• [INSTRUCTIONS FOR THE TASK]:
Exact copy, pictures excluded: print the lines from the one with "Target: red face paint mask" through the final line of the records.

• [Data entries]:
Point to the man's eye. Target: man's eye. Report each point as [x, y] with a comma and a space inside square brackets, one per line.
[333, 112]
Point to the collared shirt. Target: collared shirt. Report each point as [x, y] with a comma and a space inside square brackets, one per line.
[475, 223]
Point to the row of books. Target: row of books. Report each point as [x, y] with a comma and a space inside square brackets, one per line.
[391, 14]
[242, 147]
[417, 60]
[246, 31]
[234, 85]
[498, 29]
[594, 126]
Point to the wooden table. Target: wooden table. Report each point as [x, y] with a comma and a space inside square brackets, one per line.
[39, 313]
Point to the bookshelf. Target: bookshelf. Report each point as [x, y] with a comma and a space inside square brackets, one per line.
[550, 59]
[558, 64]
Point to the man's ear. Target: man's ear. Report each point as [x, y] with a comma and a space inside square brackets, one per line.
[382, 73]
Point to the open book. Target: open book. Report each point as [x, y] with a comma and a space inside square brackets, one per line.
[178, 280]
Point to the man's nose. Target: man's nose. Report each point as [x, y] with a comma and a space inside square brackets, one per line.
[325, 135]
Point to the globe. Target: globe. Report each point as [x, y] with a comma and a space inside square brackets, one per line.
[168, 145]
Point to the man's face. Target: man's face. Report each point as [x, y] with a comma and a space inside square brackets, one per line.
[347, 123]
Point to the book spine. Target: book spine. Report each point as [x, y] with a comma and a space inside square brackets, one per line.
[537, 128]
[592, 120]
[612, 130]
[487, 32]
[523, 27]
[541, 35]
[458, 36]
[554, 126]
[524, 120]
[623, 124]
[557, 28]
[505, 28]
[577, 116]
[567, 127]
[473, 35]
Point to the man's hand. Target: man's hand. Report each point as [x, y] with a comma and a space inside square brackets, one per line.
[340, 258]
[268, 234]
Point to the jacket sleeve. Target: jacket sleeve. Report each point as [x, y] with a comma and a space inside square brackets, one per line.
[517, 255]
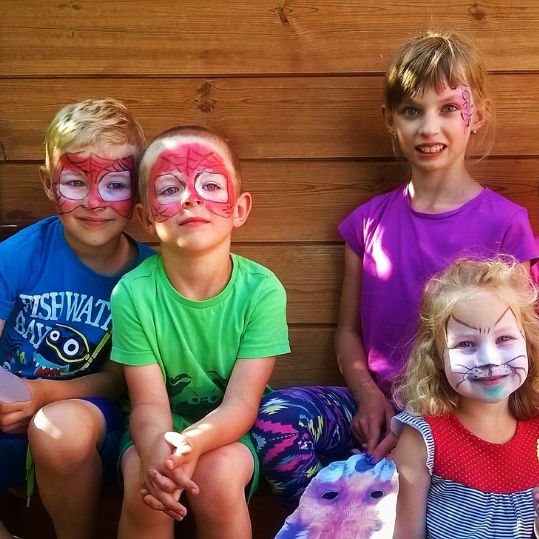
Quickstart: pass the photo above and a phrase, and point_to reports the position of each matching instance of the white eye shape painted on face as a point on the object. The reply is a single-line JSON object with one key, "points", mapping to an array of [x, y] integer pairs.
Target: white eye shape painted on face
{"points": [[115, 186], [212, 186], [73, 186], [485, 356], [168, 189]]}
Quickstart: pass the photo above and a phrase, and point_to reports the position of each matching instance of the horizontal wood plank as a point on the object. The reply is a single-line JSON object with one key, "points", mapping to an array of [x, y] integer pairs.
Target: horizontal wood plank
{"points": [[293, 201], [164, 37], [311, 362], [288, 117]]}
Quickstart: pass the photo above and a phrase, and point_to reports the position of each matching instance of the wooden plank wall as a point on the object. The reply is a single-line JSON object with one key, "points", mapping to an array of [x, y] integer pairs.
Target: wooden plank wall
{"points": [[294, 84]]}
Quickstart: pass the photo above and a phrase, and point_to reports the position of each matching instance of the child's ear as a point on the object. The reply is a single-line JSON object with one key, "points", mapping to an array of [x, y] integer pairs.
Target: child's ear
{"points": [[242, 209], [46, 181], [388, 121], [479, 117], [145, 219]]}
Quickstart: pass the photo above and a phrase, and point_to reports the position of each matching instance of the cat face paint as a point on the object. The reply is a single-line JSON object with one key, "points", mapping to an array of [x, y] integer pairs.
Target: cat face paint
{"points": [[187, 175], [88, 180], [485, 356]]}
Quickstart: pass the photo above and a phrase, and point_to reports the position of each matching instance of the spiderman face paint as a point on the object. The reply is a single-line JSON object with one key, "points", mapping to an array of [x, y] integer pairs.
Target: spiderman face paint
{"points": [[485, 356], [94, 182], [190, 175]]}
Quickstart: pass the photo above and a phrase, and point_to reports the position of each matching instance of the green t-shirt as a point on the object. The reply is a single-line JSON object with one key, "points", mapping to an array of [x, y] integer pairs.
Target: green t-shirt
{"points": [[197, 343]]}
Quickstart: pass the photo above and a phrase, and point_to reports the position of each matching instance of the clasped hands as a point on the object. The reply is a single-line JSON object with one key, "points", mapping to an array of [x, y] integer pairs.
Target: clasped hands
{"points": [[164, 482]]}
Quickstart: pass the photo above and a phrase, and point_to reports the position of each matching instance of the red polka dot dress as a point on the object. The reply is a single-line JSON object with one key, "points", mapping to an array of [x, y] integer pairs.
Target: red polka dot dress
{"points": [[479, 490]]}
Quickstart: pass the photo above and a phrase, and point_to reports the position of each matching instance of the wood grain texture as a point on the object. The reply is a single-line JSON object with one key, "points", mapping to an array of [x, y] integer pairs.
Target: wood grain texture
{"points": [[285, 117], [99, 37]]}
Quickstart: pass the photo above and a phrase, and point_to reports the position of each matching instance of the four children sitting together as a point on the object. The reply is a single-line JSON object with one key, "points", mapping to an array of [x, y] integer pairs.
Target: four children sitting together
{"points": [[437, 338]]}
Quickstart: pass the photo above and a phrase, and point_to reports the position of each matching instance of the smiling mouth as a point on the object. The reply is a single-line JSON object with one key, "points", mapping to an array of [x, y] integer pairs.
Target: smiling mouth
{"points": [[489, 380], [94, 222], [193, 220], [430, 148]]}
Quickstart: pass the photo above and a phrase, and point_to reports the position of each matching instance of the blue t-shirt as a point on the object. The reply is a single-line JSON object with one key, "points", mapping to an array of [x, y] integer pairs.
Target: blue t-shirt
{"points": [[56, 310]]}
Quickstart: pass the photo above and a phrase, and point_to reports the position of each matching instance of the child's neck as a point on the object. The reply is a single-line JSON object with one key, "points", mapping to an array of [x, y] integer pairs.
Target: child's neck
{"points": [[492, 422], [199, 276], [441, 191], [109, 259]]}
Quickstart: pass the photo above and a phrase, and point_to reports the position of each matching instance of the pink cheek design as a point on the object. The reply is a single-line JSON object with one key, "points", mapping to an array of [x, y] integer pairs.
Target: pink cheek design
{"points": [[467, 109]]}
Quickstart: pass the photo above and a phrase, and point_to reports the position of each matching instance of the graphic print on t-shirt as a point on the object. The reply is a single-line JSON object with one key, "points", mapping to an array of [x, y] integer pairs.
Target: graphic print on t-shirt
{"points": [[57, 335]]}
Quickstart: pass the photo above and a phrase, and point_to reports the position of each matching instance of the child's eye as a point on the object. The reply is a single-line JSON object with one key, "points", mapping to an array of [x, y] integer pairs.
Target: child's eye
{"points": [[74, 183], [116, 186], [465, 344], [410, 112], [449, 108], [211, 187], [169, 191]]}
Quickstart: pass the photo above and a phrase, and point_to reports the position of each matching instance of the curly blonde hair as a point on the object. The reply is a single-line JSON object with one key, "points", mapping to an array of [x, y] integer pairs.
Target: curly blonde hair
{"points": [[423, 387], [432, 60]]}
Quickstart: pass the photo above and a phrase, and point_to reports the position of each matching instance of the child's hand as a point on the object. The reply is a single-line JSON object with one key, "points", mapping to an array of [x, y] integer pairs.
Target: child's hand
{"points": [[15, 416], [372, 422], [152, 479], [165, 482], [181, 463]]}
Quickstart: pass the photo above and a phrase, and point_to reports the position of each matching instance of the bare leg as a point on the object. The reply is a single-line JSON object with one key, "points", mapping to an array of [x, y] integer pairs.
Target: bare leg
{"points": [[65, 437], [220, 509], [137, 519]]}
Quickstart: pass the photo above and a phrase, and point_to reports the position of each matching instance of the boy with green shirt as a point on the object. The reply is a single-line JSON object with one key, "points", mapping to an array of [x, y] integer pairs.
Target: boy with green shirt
{"points": [[197, 329]]}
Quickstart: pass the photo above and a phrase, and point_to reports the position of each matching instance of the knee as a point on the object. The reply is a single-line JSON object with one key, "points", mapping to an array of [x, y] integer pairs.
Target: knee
{"points": [[222, 476], [65, 432]]}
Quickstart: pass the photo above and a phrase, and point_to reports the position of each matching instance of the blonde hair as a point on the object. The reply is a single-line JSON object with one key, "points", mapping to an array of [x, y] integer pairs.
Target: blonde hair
{"points": [[432, 60], [423, 387], [194, 131], [92, 122]]}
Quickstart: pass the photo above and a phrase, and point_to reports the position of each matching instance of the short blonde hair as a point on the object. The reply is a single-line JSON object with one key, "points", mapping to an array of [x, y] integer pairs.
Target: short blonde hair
{"points": [[188, 131], [423, 387], [92, 122], [432, 60]]}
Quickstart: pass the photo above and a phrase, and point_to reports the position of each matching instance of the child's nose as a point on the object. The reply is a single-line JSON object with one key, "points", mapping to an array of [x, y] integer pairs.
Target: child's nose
{"points": [[93, 198], [430, 124], [190, 198], [489, 354]]}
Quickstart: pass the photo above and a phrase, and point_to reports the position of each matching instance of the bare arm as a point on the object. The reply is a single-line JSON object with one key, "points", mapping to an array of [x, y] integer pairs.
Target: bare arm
{"points": [[223, 426], [108, 383], [414, 482], [372, 421], [150, 419], [236, 414]]}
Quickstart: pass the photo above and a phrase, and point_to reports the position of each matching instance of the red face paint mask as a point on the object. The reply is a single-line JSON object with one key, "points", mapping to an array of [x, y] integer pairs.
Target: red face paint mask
{"points": [[190, 174], [94, 182]]}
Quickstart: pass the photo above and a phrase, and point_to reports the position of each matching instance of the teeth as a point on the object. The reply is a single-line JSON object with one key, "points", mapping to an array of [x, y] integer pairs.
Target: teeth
{"points": [[431, 149]]}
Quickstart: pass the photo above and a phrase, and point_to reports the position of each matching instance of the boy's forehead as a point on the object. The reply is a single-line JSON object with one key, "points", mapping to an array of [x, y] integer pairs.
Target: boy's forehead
{"points": [[105, 151], [192, 151]]}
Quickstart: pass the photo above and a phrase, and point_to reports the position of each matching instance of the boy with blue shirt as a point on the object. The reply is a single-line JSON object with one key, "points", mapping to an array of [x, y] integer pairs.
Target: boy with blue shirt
{"points": [[56, 278]]}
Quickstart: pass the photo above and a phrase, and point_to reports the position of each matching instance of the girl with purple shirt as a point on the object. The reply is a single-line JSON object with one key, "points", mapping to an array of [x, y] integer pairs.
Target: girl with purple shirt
{"points": [[437, 109]]}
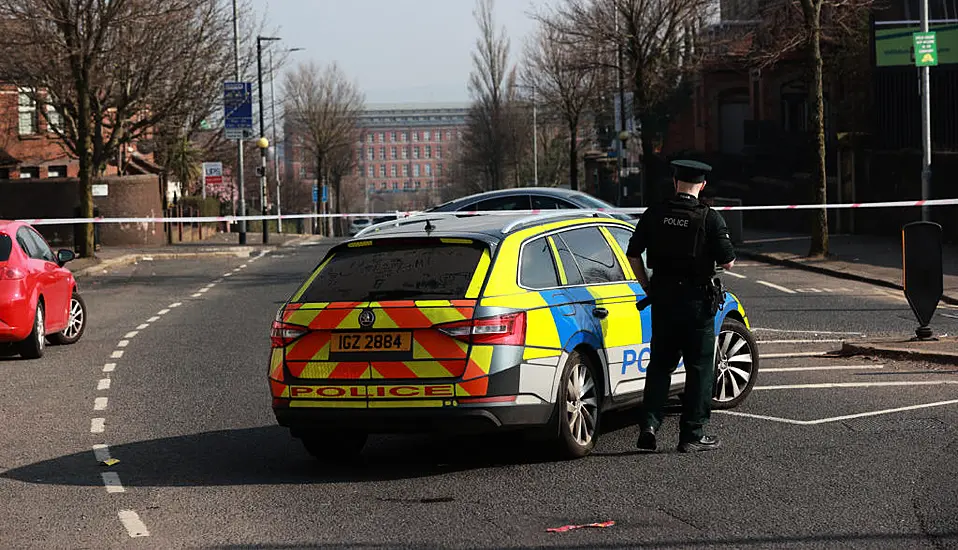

• [EXERCISE RESPONSE]:
Target: red face paint mask
{"points": [[190, 174], [94, 182]]}
Quickstart: pass the photo above and a phrase, and point_to reports the position of each matching instance of the teeth as a point on the object. The reply is a single-line JSON object with one key, "points", mapping to an array of [x, y] integer pairs.
Target: teeth
{"points": [[431, 149]]}
Quickstart: pass the photo above and a phrase, and point_to reports the position of each matching instance of the boy's forehead as a point on the object. The reply is a single-line JSON object with one key, "points", mapping to an array of [x, y] integer pairs.
Target: boy's forehead
{"points": [[105, 151], [192, 151]]}
Quickstart: pass the photo above and a phrase, and point_to reports the position of each matching instance of the boy with blue shirt as a point on the object. The reply is a single-line JSON object with one key, "points", mapping to an array of [x, y] integer pairs.
Target: boy with blue shirt
{"points": [[56, 278]]}
Quickstart: pass the photo above and a phrase, and point_to reports the position of each matching instance of the girl with purple shirt as a point on the object. The reply is a single-line JSON object with one key, "points", mapping to an array of [x, y] integer pairs.
Target: girl with purple shirt
{"points": [[437, 109]]}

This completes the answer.